◆ GIVEN TASK ◆
List each line of the material below that contains the word "moss".

◆ RECORDS FOR THIS TASK ◆
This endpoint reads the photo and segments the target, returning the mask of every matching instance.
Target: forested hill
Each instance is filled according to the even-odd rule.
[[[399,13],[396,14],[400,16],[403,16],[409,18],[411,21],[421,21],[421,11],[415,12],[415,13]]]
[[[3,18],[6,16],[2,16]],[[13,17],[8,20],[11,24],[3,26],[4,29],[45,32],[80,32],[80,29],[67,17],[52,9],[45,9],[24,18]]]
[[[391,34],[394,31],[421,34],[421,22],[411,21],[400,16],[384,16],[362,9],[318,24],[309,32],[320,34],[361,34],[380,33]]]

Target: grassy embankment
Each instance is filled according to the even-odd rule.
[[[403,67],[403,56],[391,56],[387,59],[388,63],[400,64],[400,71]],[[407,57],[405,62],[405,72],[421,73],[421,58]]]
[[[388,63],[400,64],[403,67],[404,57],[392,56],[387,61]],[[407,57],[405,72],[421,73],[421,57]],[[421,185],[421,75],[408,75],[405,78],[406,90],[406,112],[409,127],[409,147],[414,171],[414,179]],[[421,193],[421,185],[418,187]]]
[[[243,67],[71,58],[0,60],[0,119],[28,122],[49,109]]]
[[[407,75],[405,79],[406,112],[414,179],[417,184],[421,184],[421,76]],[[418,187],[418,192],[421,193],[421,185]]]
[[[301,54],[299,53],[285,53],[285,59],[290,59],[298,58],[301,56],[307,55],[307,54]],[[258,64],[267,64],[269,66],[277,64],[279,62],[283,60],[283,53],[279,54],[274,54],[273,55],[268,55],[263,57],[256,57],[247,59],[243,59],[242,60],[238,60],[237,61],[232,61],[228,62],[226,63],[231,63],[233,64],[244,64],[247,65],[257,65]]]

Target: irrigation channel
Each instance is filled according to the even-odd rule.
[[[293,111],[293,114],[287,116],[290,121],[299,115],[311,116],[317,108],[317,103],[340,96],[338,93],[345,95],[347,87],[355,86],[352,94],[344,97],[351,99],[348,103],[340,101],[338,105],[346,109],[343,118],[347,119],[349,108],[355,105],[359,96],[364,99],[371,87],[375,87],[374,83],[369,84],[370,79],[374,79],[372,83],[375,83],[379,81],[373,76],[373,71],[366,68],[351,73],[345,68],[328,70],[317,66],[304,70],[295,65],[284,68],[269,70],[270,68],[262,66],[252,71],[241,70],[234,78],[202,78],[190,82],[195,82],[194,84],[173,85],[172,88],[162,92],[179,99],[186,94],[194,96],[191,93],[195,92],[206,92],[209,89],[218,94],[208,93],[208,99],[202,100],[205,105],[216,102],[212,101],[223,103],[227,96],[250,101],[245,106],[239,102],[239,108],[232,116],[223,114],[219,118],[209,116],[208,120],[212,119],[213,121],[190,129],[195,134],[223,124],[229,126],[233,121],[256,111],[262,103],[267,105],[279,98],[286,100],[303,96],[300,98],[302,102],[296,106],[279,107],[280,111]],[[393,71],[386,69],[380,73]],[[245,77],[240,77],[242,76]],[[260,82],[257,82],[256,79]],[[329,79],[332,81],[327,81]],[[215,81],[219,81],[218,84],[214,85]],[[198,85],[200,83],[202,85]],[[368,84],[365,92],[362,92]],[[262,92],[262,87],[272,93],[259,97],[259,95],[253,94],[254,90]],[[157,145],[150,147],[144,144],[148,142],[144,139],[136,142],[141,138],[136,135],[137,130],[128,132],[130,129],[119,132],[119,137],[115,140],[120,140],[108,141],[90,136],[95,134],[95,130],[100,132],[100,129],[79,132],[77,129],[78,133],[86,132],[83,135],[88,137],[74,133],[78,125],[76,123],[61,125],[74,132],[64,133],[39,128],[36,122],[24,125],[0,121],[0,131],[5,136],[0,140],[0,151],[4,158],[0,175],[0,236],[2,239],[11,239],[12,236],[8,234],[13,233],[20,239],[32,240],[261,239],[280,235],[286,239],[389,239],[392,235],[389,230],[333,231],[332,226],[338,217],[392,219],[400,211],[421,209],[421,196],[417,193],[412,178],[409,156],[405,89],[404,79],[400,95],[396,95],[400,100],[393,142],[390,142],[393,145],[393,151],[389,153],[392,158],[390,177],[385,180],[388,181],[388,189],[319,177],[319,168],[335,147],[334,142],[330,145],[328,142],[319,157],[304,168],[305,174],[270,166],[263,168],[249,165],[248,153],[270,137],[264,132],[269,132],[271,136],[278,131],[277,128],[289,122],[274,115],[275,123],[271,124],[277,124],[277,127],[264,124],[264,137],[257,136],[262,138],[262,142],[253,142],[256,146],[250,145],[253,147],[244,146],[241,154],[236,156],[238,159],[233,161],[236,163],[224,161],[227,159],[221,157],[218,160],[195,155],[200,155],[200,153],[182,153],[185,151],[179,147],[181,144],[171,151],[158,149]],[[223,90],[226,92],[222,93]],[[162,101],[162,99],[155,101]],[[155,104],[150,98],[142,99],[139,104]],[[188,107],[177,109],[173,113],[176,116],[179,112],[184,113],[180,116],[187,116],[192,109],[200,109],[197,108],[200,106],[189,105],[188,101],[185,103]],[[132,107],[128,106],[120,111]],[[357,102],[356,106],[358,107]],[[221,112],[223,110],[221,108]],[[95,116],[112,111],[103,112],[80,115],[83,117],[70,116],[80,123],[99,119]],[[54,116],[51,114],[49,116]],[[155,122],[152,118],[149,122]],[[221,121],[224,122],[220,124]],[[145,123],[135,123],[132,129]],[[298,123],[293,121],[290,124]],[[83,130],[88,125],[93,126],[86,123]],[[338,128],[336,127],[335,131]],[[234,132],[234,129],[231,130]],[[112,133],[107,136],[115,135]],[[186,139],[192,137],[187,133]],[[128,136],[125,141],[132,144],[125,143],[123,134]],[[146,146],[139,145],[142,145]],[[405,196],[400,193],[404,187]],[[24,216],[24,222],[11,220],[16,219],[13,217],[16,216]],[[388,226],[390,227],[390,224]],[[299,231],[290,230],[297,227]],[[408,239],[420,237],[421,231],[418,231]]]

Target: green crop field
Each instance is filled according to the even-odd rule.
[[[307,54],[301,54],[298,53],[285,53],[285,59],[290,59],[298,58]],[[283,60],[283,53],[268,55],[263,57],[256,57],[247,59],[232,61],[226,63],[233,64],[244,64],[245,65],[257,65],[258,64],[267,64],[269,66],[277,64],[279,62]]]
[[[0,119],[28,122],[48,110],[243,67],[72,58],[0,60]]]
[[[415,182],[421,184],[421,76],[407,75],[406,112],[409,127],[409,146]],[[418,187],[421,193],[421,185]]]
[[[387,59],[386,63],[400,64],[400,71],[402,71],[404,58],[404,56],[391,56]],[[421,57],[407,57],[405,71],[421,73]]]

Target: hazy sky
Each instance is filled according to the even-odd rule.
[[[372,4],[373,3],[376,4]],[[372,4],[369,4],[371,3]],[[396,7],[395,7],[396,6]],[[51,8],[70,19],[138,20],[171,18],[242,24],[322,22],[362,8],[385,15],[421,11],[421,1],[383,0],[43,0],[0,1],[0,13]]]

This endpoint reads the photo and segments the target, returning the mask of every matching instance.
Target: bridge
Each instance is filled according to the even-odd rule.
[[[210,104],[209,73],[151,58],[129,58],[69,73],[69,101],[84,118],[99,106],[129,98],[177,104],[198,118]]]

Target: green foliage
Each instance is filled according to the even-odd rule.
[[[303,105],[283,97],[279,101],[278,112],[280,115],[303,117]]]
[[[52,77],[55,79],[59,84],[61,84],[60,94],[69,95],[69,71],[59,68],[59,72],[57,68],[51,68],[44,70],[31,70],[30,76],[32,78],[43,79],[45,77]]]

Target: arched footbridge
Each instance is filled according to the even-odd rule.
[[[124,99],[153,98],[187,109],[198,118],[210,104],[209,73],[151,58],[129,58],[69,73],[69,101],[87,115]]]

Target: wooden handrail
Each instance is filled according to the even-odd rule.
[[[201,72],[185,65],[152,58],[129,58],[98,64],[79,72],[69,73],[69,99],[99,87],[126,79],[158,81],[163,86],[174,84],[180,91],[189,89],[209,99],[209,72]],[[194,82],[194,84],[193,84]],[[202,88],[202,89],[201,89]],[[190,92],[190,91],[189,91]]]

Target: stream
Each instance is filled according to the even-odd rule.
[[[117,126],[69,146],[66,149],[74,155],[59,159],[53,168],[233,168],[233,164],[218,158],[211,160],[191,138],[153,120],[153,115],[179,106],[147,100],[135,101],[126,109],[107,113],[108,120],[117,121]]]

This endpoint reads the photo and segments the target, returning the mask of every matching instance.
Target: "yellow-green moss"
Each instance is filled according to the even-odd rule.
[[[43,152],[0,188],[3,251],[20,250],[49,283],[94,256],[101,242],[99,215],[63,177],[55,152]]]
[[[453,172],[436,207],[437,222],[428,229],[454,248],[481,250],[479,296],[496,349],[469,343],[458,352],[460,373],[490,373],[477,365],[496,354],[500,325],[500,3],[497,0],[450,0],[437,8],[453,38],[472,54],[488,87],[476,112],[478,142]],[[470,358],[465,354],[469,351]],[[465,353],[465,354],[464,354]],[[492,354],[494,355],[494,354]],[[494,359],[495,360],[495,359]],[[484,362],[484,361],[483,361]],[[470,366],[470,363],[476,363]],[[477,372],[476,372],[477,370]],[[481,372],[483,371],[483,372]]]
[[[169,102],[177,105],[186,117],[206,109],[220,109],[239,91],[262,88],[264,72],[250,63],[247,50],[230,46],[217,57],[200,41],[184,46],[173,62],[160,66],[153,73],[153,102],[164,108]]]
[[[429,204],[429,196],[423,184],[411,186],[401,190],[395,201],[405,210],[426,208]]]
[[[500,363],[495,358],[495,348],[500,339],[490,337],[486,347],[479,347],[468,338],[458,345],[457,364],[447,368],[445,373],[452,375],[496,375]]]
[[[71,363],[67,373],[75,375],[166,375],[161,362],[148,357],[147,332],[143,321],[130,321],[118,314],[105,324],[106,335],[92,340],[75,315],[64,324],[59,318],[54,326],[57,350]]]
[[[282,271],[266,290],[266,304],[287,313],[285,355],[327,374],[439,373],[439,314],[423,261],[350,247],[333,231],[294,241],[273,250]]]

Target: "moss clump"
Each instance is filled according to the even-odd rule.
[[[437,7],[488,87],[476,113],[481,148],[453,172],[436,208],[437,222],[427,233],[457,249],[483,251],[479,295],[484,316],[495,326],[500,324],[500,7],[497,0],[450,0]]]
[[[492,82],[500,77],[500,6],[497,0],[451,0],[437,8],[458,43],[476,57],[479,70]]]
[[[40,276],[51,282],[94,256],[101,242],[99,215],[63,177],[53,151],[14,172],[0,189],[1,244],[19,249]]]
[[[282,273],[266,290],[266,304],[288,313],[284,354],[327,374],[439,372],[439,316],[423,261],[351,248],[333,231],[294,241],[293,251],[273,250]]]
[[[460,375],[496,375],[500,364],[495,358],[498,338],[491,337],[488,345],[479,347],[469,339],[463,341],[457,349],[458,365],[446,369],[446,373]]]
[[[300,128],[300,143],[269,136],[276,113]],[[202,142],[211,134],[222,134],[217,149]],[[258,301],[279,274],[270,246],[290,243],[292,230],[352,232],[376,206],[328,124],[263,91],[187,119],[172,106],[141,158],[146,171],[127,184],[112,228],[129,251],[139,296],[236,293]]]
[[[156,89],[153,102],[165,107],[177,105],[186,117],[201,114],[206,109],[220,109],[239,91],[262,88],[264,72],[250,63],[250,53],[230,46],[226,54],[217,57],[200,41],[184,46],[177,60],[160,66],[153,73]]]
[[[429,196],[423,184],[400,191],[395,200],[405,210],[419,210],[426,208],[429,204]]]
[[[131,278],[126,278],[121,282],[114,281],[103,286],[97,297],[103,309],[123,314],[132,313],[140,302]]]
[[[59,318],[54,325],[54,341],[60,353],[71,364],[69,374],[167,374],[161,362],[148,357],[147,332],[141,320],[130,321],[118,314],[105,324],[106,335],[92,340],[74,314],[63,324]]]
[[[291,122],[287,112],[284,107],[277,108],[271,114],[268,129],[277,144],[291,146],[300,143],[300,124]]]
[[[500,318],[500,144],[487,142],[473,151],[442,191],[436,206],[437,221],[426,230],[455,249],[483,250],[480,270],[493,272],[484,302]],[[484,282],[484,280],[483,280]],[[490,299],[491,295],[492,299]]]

◆ RESULT OF THE EXERCISE ◆
Target: "yellow-green moss"
Target: "moss clump"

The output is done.